* _BRIEF_: Resume the blog post on Boston Marathon qualifying cutoffs from the point where it stops.

* _TEXT EXCERPT_:
+---+

Wednesday, September 23, 2015

Bonus Stats - Year vs Minutes to Spare



Here's some additional data (you might need to click the image to make it clearer). Of all the finishers of the Feeder Races (minus Berlin, because I still think that's an outlier), here are the breakdowns of how many people finished per cutoff category.

As you can clearly see, for races run this year vs last year, despite fewer total finishers, more people beat the various cutoffs.

Bonus Update - with the last 5 minutes expanded in 15 second intervals (from the data pool of 24 feeder marathons)




FAQ
Believe it or not, I started this thing as a way to ease my mind. I had the post-marathon depression, and needed something to occupy my time. I had a BQ with 67 seconds in the bank, and I wanted to try and prove to myself that I would get in. ... this data exercise has morphed into something much larger. With nearly 100,000 views, I did not expect this blog to get so much attention.

Q1. How accurate were you in predicting last year's cutoff?
A1. I did not do this exercise last year

Q2. Can you run the numbers for last year and see how close your method would be?
A2. No Friggin way! It has taken hours and hours and hours to assemble all the finisher data so far. It would be a neat project, if you want to pay me to do, I will consider it :-)

Q3. Do you still think your method is correct?
A3. Yes. Based on the assumptions; however, the biggest assumption is that the same proportion of people apply for Boston as did last year - I do not know if that is true or not; moreover, I do not know if more Faster people are applying this year vs last year.

Q4. Do you still think the cutoff will be 91 seconds?
A4. No. I think it will be closer to 2 minutes and 10 seconds. [Edit to add: I think it was a mistake to carry the Berlin Marathon through the analysis. It was clearly an outlier, and although listed as one of the top feeder races, is likely not proportionally representative of the BAA application field. The analysis without Berlin is probably accurate, hence my 2:10 prediction].

Q5. Are you going to do this next year?
A5. No!

Q6. What about Erie and Lehigh and marathon X that are "double-qualifiers"?
A6. Yes, I know about that. I only counted them once. Yes, it might be a source of error. But: These marathons were also "double-qualifiers" the year before so by only counting them once and comparing them against each other, I think it smooths the results and keeps a consistent methodology.

Q7. What about people who "age-up"? (i.e. were 44 when they qualified, but are running Boston as a 45 year old - hence different standard)

+---+

(Stored items)
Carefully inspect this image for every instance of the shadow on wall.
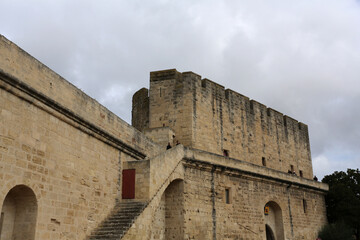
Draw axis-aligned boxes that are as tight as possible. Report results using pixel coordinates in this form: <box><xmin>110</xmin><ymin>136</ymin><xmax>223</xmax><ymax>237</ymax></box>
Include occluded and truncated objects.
<box><xmin>0</xmin><ymin>185</ymin><xmax>38</xmax><ymax>240</ymax></box>
<box><xmin>264</xmin><ymin>201</ymin><xmax>284</xmax><ymax>240</ymax></box>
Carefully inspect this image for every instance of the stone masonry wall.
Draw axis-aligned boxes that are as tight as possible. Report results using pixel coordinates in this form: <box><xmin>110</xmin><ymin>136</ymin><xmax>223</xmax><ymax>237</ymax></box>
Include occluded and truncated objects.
<box><xmin>0</xmin><ymin>36</ymin><xmax>163</xmax><ymax>240</ymax></box>
<box><xmin>133</xmin><ymin>69</ymin><xmax>313</xmax><ymax>179</ymax></box>
<box><xmin>184</xmin><ymin>163</ymin><xmax>326</xmax><ymax>240</ymax></box>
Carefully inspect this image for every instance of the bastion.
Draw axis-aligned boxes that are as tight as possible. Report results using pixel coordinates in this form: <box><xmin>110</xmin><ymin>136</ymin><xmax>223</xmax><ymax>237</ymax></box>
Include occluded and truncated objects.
<box><xmin>0</xmin><ymin>35</ymin><xmax>328</xmax><ymax>240</ymax></box>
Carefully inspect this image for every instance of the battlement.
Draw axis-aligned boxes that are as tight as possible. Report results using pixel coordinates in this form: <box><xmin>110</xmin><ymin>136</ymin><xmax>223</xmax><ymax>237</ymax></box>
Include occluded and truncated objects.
<box><xmin>133</xmin><ymin>69</ymin><xmax>312</xmax><ymax>178</ymax></box>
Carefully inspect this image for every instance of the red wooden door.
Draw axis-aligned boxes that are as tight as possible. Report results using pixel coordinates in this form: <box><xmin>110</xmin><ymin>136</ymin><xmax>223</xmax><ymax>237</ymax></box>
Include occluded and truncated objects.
<box><xmin>122</xmin><ymin>169</ymin><xmax>135</xmax><ymax>199</ymax></box>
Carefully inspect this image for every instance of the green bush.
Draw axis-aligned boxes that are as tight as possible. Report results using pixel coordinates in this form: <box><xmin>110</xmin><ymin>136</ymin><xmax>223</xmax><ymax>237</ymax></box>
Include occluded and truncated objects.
<box><xmin>319</xmin><ymin>222</ymin><xmax>354</xmax><ymax>240</ymax></box>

+---+

* _REPLY TO THE EXERCISE_:
A7. Yes, again, a source of error... But: The methodology is applied consistently, and there would have been people who "aged-up" the previous year too. As long as the same percentage of people "age-up" across categories, this error will smooth itself out.

Q8. Can I get a copy of all your data?
A8. I'm not sure. Technically I think it is copyrighted by the various races and/or timing companies. I have "screen-scaped" it into a nice tidy database for my own use, which I'm pretty sure is not in contravention of the copyright laws.  Perhaps I can send it to you with names removed? I don't know. It's a large data file with over 500,000 records. Let me think about it and I'll get back to you.

And now, let me ask you this... I've seen my blog posted on Facebook and Forums. Every time, people refer to me as "he". Why is this? ;-)








37 comments:

  1. Thank you very much for keeping this blog going throughout the year.

    To answer your question: "And now, let me ask you this... I've seen my blog posted on Facebook and Forums. Every time, people refer to me as "he". Why is this? ;-)" Click on the View My Complete Profile link on the right. The About section refers to you as Male. Might be the reason why he, or him, rather than her or she has been used by many in the forums and fb. :-) Best of Luck to getting into Boston 2016!!!

    ReplyDelete
    Replies
    1. Oops. My auto-anti-creeper mechanism must have been set to "on" when I created the account.

      Delete
    2. Hi,
      Great work. As so many, I have spent the last days calculating my chances. Your data on feeder races is great information and your predicted cutoff at -2:07 would leave me in (-2:50), but I am concerned about some aspects:
      - what about the -5:00 and better runners that deferred registration to the second week? Hopefully not many...
      - last year, there were about 350 streaker in that group, they get in first and raise the cutoff.
      - BAA data, doesn't seem to be quite consistent. They announced as many time spots as 2015, about 23,500 and said that there were about 15% more first week registration than last years ~16,750, which would be around 19,250, meaning there are only 4,250 spots left...
      So the pessimist in me suggests a cutoff of over three minutes. Can you please tell me that I am wrong and put my mind to ease?

      Thanks, Peter

      Delete
    3. Three minutes?! Holy crap that would make me sad. I thought I was safe with my -2:40 :(

      Delete
    4. Peter,

      I'm pretty much in the same boat as you regarding my time. I'm thinking (maybe I'm being too optimistic) that the BAA would not overestimate the number of spots left. Also, the only place I saw that there were 5,000 spots available was from the Runner's World article and there were some numbers that didn't math up from that and the BAA website.

      Overall, I'm just hoping for the best!

      Delete
  2. You deserve an honorary spot at the Boston Marathon if you do not make the cutoff. Thanks for sharing all of your work. I am a data geek and I have referred many to your website. From female geek to female geek, I salute you!

    ReplyDelete
  3. Great stuff. Why not use the distribution of times in your 2016 feeder race data to predict cutoff? They announced 5000 spots left after week 1, and after calibrating the distribution to predict the the 2014 and 2015 results, you can compute the 2016 time after they revealed the number of slots left. That method gives BQ-118s (versus simple regression which gave BQ-114s).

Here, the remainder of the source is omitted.